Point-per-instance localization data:
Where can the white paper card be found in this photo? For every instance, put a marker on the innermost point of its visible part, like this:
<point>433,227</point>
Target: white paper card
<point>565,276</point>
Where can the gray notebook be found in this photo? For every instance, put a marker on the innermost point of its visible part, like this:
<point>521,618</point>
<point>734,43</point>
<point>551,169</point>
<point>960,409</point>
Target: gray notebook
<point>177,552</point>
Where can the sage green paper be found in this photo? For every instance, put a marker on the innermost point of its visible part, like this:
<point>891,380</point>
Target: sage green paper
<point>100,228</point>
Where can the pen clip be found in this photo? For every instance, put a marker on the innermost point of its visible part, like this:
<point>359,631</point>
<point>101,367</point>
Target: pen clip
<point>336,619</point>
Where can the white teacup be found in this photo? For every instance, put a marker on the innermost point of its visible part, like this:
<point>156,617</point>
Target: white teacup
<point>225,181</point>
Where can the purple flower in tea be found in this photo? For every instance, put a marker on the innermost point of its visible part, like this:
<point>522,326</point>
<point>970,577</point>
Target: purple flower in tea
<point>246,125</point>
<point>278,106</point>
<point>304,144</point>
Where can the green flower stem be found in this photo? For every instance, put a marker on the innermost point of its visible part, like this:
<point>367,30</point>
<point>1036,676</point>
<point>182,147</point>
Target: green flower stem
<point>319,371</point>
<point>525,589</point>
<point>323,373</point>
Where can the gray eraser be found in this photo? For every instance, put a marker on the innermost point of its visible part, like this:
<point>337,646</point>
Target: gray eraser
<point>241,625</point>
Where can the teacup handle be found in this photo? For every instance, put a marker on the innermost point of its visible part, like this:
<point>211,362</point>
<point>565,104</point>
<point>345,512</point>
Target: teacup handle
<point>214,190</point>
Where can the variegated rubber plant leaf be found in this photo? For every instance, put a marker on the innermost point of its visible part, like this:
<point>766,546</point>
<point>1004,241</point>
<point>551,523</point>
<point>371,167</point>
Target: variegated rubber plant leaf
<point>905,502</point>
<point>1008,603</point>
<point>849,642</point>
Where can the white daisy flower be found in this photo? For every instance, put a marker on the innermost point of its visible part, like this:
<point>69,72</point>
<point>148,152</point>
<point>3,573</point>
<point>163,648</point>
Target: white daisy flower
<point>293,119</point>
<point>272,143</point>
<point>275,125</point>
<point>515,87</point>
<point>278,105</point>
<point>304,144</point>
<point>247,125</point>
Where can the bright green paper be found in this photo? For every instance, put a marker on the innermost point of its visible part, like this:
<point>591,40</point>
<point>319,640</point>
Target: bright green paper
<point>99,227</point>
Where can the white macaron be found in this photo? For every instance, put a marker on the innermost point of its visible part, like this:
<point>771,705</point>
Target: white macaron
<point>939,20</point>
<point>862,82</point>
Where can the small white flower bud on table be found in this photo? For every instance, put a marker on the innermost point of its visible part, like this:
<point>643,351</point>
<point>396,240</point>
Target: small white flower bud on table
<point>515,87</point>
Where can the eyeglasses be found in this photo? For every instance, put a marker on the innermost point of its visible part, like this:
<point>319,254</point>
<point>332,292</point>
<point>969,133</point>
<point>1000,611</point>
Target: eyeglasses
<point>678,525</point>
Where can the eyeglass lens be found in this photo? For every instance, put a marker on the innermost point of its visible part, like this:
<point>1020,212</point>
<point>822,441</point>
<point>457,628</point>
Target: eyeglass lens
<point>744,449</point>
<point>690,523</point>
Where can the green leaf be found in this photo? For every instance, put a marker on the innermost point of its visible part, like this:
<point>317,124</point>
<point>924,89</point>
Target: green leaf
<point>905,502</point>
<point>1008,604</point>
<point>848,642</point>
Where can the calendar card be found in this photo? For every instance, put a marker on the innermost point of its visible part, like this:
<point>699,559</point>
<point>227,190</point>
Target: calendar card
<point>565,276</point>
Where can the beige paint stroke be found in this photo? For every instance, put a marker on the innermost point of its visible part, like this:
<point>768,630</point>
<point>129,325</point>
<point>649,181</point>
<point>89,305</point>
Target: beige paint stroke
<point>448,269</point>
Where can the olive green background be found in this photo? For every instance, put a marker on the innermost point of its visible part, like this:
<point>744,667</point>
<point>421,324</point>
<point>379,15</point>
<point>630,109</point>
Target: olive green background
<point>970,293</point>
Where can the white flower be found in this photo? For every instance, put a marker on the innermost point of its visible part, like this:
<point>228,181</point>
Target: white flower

### Exercise prompt:
Every line of the data above should be output exactly as written.

### The completed task:
Where can the white paper card be found in this photo? For every instance, put a marker on the innermost point of its visible part, like this:
<point>433,227</point>
Target: white paper card
<point>565,276</point>
Where can the gray notebook be found in this photo? For every instance, put a marker on the innermost point of its visible part, like this:
<point>521,618</point>
<point>734,43</point>
<point>551,169</point>
<point>960,409</point>
Target: gray notebook
<point>177,552</point>
Where can the sage green paper be found in this photo? For every instance, put a marker on the innermost point of its visible part, like this:
<point>891,380</point>
Target: sage green paper
<point>100,228</point>
Where can the pen clip be found in this photo? For every instance, put a marker on the innermost point of its visible part, like this:
<point>359,631</point>
<point>101,367</point>
Target: pen clip
<point>336,619</point>
Where can the white teacup be found in this photo? For every instance, put a marker on the innermost point of its visible part, like this:
<point>156,617</point>
Target: white teacup
<point>225,181</point>
Where can the purple flower in tea be found in this photo? For every instance, put a marker on the innermost point of its visible part, like this:
<point>522,326</point>
<point>970,577</point>
Target: purple flower in tea
<point>246,125</point>
<point>278,106</point>
<point>304,144</point>
Where can the green flower stem be found in this photo? For every instance, put a marker on the innermost point of its visible part, like this:
<point>367,30</point>
<point>1036,676</point>
<point>182,147</point>
Target: green flower stem
<point>319,371</point>
<point>525,589</point>
<point>323,373</point>
Where can the gray eraser be found in this photo? For every instance, put a marker on the innermost point of its visible part, like this:
<point>337,646</point>
Target: gray eraser
<point>241,625</point>
Where can the teacup handle be found in this photo? For every instance, put a marker on the innermost point of its visible part, like this:
<point>211,362</point>
<point>565,104</point>
<point>345,512</point>
Target: teacup handle
<point>214,190</point>
Where can the variegated rubber plant leaf be found in this photo? For every instance, put a marker on the innermost point of its visible part, like this:
<point>766,546</point>
<point>1004,241</point>
<point>551,523</point>
<point>371,167</point>
Target: variegated rubber plant leaf
<point>905,502</point>
<point>1008,603</point>
<point>849,642</point>
Where can the white daisy flower be found in this photo? For every instance, put a marker on the innermost point of its visible part, like this:
<point>69,72</point>
<point>148,152</point>
<point>3,573</point>
<point>163,648</point>
Target: white daisy flower
<point>293,119</point>
<point>272,143</point>
<point>275,125</point>
<point>515,87</point>
<point>278,105</point>
<point>304,144</point>
<point>247,125</point>
Where can the bright green paper be found in this photo? For every instance, put a marker on the innermost point of its visible part, like this:
<point>591,40</point>
<point>319,640</point>
Target: bright green paper
<point>99,227</point>
Where can the white macaron be found in this photo? For every instance, put a marker on the innermost point of its visible part, like this:
<point>771,705</point>
Target: white macaron
<point>939,20</point>
<point>862,82</point>
Where can the small white flower bud on table be found in this photo? For every instance, put a marker on the innermost point of its visible part, like this:
<point>643,351</point>
<point>396,240</point>
Target: small white flower bud on table
<point>515,87</point>
Where can the eyeglasses be found in this photo? For every instance, put a marker on the innermost point of its visible part, like this:
<point>319,254</point>
<point>332,292</point>
<point>969,133</point>
<point>1000,611</point>
Target: eyeglasses
<point>678,525</point>
Where can the eyeglass lens be found in this photo? For every instance, put a marker on the innermost point of its visible part, like this:
<point>1020,212</point>
<point>822,441</point>
<point>457,628</point>
Target: eyeglass lens
<point>744,449</point>
<point>690,523</point>
Where can the green leaf be found in this photo? For every instance, put a marker on the innermost point of its visible part, like this:
<point>317,124</point>
<point>924,89</point>
Target: green leaf
<point>905,502</point>
<point>1008,604</point>
<point>848,642</point>
Where can the calendar card be found in this photo? For every instance, put a marker on the innermost point of its visible part, like this:
<point>699,559</point>
<point>227,190</point>
Target: calendar card
<point>565,276</point>
Where can the beige paint stroke be found in this photo? For every instance, put a marker on the innermost point of its visible part, like this:
<point>768,630</point>
<point>129,325</point>
<point>649,181</point>
<point>89,305</point>
Target: beige paint stroke
<point>448,269</point>
Where can the olive green background be found in this photo? For every instance, put a marker on the innermost point of its visible part, like this:
<point>744,667</point>
<point>421,324</point>
<point>379,15</point>
<point>630,109</point>
Target: olive green background
<point>970,293</point>
Where can the white flower be found in this photo? For every instance, put a marker on the innermost point of its visible part, like this:
<point>228,181</point>
Target: white flower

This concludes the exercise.